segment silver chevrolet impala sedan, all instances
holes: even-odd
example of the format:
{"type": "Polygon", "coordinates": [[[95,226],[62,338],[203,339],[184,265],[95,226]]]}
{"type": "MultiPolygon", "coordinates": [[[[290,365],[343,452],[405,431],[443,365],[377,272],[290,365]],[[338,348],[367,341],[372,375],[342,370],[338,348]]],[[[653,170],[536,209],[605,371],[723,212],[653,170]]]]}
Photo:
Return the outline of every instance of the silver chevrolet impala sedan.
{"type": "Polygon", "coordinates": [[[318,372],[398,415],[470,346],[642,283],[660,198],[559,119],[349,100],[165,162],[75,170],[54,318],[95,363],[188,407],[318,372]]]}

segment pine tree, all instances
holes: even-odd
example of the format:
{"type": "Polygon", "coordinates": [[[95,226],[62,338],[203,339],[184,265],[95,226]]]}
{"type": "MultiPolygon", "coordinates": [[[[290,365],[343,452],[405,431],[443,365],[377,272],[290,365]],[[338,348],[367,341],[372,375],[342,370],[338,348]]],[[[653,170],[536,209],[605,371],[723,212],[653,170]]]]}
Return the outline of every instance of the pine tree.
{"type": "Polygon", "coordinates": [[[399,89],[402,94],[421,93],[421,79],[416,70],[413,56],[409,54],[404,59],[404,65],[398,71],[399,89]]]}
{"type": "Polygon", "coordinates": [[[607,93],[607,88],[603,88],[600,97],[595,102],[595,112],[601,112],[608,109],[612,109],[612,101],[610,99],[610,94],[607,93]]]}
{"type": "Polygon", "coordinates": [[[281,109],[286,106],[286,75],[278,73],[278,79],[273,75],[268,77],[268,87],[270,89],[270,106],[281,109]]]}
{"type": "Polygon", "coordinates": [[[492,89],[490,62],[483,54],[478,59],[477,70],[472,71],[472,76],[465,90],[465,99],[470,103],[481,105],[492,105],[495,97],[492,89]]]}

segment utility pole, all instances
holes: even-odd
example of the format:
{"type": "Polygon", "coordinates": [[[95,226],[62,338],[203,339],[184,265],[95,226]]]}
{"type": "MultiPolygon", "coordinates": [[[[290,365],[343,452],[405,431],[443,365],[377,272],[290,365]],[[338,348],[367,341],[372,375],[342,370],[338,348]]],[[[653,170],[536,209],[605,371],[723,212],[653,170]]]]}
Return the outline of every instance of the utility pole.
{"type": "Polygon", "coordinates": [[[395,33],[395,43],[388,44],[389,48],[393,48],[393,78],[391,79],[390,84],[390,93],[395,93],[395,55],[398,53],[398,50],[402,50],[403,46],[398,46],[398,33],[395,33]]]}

· · · · ·

## Aim
Return the lines beginning at the one that contains "segment pine tree, all instances" and continuing through the last line of the data, exactly as they stand and without any others.

## Result for this task
segment pine tree, all instances
holes: even-odd
example of the format:
{"type": "Polygon", "coordinates": [[[95,226],[62,338],[203,339],[184,265],[95,226]]]}
{"type": "MultiPolygon", "coordinates": [[[[290,365],[343,452],[405,431],[443,365],[377,272],[290,365]],[[338,348],[367,341],[372,375],[342,370],[338,348]]],[[[653,170],[536,209],[605,371],[723,212],[653,170]]]]}
Return the outline of every instance of the pine tree.
{"type": "Polygon", "coordinates": [[[399,89],[402,94],[421,93],[421,79],[416,70],[413,56],[409,54],[404,59],[404,65],[398,71],[399,89]]]}
{"type": "Polygon", "coordinates": [[[607,93],[607,88],[603,88],[600,97],[595,102],[595,112],[601,112],[608,109],[612,109],[612,101],[610,99],[610,94],[607,93]]]}
{"type": "Polygon", "coordinates": [[[281,109],[286,106],[286,75],[278,73],[278,79],[273,75],[268,77],[268,87],[270,89],[270,106],[281,109]]]}
{"type": "Polygon", "coordinates": [[[492,89],[490,62],[483,54],[478,59],[477,70],[472,71],[472,76],[465,90],[465,99],[470,103],[481,105],[492,105],[495,97],[492,89]]]}

segment utility pole, all instances
holes: even-odd
example of the format:
{"type": "Polygon", "coordinates": [[[95,226],[62,338],[203,339],[184,265],[95,226]]]}
{"type": "MultiPolygon", "coordinates": [[[[290,365],[343,452],[405,431],[443,365],[377,272],[290,365]],[[338,348],[367,341],[372,375],[342,370],[338,348]]],[[[653,170],[536,209],[605,371],[723,212],[653,170]]]]}
Return the outline of every instance of the utility pole.
{"type": "Polygon", "coordinates": [[[395,33],[395,43],[388,44],[389,48],[393,48],[393,78],[391,79],[390,84],[390,93],[395,93],[395,55],[398,53],[398,50],[402,50],[403,46],[398,46],[398,33],[395,33]]]}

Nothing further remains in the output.